[VORGEGEBENER TEXT]:
::::
Die Natur hat das häufige kurze Wachwerden eingerichtet, weil es in der Steinzeit viel zu gefährlich war, durchzuschlafen. Es gab Raubtiere, Feuer, jede Menge Bedrohungen. Bei den Naturvölkern ist das oft heute noch so. Da wechselt man sich mit der Nachtwache a, schläft nur stundenweise. Bei uns gibt es aber keine Löwen im Schlafzimmer, vor denen wir uns schützen müssen. Also: keine Panik!
Tipps für guten Schlaf
Und locker bleiben, wenn’s mit dem Schlaf mal nicht klappt?
Genau! Denn je unbedingter wir einschlafen wollen, desto verkrampfter sind wir. Dann klappt es erst recht nicht. Das ist wie beim Sex. Denn der Parasympathikus ist der Teil des Nervensystems, der sowohl für Schlaf sorgt als auch für die männliche Erektion. Aber eben nur, wenn ein Mann sich keinen Druck macht. Also: auf allen Gebieten keinen Stress im Bett! Der macht’s nur schlimmer.
Das ist leichter gesagt als getan. Ich kann doch nicht auf Knopfdruck locker werden.
Vielen hilft Meditation, Sport, Sauna oder autogenes Training. Dann gibt es noch die Lichttherapie, die vor allem bei den Leuten anschlägt, die einen wechselhaften Tag-Nacht-Rhythmus haben.
Wie sieht diese Lichttherapie aus?
Da gibt es verschiedene Methoden: Meistens geht "Bright Light" über das Auge, neu ist "Valkee", eine Art iPod, der uns über Kopfhörer Licht in die Ohren strahlt (siehe Kasten "Schlafhelfer", rechts). Was noch hilft, ist Höhenluft, weil sie entspannend auf das vegetative Nervensystem wirkt. Wenn man eine Stunde an einem dafür bestimmten Gerät reine Höhenluft einatmet, lässt der Körper los.
Sie sagen, man müsse dem Vogel der Nacht ein nettes Nest bauen, damit er sich gern hineinlegt. Ein schönes Bild. Wie sieht dieses Nest aus?
Es vereint alle Faktoren, die uns Geborgenheit schenken, das Nervensystem runterfahren, den Körper auf die Nacht vorbereiten. Man sollte das Licht dimmen und es sich gemütlich machen. Damit man sich warm, geborgen und sicher wie in einem Nest fühlt.
Und was halten Sie von Medikamenten?
Zur Überbrückung sind chemische Schlafmittel einige Wochen lang durchaus sinnvoll. Damit man erst mal wieder auf den Damm kommt, wenn man eine schwierige Phase hat und dringend Schlaf braucht. Natürlich muss das ein Arzt im Auge behalten.
::::
[UNTERSUCHTE DATEN]:
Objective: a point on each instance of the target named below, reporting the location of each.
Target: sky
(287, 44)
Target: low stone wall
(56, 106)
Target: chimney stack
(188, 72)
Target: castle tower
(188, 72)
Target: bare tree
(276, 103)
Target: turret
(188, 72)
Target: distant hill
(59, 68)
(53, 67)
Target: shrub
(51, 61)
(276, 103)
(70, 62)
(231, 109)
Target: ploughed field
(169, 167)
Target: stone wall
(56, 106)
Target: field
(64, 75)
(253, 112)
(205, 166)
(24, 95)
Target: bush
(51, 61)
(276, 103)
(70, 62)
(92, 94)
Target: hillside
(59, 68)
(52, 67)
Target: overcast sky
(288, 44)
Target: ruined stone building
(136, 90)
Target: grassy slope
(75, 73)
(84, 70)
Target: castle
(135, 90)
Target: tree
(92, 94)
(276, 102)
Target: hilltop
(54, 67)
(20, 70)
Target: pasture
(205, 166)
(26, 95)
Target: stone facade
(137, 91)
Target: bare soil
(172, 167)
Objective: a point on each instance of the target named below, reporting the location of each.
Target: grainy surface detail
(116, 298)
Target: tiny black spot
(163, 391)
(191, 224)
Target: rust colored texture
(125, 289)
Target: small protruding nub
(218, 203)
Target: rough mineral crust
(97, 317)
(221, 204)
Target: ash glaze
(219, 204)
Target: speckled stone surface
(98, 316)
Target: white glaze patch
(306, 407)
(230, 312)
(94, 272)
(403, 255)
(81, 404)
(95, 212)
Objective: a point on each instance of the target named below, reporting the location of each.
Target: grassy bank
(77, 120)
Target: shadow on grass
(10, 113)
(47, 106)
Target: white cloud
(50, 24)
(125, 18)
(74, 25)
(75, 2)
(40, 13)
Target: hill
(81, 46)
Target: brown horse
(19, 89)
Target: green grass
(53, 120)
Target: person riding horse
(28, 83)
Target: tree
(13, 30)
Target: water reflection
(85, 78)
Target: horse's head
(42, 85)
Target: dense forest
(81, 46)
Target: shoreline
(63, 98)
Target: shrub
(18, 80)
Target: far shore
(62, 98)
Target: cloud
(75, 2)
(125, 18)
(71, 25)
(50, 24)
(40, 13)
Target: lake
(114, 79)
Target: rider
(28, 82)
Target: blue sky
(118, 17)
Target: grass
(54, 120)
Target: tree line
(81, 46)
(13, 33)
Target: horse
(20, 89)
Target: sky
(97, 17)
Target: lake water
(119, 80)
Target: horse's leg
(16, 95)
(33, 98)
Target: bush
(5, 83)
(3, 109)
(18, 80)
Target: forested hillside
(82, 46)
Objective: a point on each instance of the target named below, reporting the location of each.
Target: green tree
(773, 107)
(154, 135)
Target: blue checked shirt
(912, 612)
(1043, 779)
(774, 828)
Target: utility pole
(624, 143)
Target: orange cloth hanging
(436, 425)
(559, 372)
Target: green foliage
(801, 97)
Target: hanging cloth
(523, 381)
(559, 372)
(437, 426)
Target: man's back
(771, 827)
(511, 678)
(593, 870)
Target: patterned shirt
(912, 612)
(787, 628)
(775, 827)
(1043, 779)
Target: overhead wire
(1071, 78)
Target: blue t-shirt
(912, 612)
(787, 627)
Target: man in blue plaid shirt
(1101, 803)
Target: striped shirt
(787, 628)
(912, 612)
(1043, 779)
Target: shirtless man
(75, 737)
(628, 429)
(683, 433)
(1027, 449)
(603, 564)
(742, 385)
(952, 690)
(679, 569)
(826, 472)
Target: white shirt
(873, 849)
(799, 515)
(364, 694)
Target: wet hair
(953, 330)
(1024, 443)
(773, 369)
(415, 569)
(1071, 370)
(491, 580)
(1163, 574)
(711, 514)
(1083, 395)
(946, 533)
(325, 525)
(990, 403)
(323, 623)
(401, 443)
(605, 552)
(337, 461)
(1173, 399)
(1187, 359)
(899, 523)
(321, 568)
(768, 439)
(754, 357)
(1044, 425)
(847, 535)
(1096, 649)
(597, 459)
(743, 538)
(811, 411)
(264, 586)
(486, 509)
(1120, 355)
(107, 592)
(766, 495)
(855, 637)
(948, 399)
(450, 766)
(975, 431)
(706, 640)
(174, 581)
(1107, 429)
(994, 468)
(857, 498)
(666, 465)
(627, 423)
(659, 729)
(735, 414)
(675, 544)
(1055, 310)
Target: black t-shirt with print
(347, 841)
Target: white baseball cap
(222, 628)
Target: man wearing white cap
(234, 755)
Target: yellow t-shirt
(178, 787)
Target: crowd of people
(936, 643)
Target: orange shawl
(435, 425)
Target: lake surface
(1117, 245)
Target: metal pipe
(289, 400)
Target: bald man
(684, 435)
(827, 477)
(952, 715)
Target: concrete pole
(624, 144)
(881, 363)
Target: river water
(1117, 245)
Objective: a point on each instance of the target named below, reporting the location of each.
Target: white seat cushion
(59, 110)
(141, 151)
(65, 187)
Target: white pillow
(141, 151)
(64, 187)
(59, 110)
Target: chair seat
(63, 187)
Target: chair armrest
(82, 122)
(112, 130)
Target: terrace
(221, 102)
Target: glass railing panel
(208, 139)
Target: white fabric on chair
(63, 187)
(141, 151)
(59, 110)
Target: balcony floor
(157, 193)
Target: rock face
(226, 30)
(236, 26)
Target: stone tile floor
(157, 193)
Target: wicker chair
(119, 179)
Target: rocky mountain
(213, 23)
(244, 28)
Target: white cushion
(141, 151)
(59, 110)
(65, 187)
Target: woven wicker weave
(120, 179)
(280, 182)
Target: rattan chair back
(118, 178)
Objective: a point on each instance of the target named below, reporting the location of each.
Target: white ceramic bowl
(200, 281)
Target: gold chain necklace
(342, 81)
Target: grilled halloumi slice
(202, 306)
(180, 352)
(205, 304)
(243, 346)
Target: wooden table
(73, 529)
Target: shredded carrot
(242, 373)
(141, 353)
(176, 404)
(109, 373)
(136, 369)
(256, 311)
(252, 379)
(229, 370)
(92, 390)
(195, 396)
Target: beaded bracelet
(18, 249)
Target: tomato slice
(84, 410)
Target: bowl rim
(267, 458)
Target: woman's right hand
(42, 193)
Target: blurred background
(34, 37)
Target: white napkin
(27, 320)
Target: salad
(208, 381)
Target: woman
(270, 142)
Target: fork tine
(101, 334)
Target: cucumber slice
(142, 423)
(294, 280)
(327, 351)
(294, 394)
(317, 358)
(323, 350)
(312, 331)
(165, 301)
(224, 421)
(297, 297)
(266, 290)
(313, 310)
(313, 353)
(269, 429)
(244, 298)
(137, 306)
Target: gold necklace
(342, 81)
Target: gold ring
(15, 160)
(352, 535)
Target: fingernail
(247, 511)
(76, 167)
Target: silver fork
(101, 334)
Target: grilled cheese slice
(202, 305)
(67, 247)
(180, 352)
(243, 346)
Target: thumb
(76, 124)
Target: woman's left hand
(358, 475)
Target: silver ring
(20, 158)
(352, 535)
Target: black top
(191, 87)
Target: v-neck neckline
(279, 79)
::::
[IHRE AUFGABE]:
Geben Sie den Absatz des Textes über Schlaf, der mit „Da gibt es verschiedene Methoden“ beginnt, als knappe Liste wieder. Die wesentlichen Fakten sollen dabei erhalten bleiben.

[IHRE ANTWORT]:
- „Bright Light“: Lichttherapie, die meistens über das Auge wirkt
- „Valkee“: neue Methode, eine Art iPod, der über Kopfhörer Licht in die Ohren strahlt
- Höhenluft: wirkt entspannend auf das vegetative Nervensystem; atmet man eine Stunde lang an einem dafür bestimmten Gerät reine Höhenluft ein, lässt der Körper los